State how many lines of the material below contain the string "floor", treating uppercase and lowercase letters as distinct, and give only that number.
========================================
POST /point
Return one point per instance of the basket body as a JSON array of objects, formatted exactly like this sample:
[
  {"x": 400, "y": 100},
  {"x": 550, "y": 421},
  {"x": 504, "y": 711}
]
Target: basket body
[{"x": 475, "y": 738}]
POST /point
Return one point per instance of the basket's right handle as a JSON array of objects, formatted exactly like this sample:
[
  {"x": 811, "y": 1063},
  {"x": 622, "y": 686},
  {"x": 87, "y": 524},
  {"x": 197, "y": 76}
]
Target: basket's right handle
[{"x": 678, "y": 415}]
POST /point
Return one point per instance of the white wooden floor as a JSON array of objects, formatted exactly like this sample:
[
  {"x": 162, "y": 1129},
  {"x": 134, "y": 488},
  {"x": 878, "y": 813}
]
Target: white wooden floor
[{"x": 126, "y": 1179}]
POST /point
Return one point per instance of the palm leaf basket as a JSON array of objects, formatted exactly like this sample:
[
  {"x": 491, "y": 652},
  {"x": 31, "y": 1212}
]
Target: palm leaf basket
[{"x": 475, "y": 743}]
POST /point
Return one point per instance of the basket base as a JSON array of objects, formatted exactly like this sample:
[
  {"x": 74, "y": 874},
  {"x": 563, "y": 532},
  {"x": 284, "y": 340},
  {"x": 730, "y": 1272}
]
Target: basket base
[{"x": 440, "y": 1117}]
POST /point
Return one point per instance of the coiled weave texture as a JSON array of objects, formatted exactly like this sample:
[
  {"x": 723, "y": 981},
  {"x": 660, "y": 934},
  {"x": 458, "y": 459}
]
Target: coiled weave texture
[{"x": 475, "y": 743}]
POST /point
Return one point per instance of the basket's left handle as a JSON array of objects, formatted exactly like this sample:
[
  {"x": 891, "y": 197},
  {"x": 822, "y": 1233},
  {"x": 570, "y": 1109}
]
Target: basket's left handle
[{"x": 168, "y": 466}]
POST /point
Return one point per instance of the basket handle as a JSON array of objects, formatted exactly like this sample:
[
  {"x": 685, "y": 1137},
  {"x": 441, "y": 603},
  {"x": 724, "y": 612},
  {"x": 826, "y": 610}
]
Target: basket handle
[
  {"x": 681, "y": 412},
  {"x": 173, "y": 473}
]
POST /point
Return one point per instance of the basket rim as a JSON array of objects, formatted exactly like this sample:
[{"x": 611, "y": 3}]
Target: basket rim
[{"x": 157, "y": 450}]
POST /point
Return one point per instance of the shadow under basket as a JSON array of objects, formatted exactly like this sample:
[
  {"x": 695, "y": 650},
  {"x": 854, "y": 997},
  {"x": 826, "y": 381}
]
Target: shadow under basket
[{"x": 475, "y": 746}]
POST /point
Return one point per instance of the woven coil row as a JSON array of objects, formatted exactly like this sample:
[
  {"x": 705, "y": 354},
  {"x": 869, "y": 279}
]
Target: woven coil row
========================================
[Task result]
2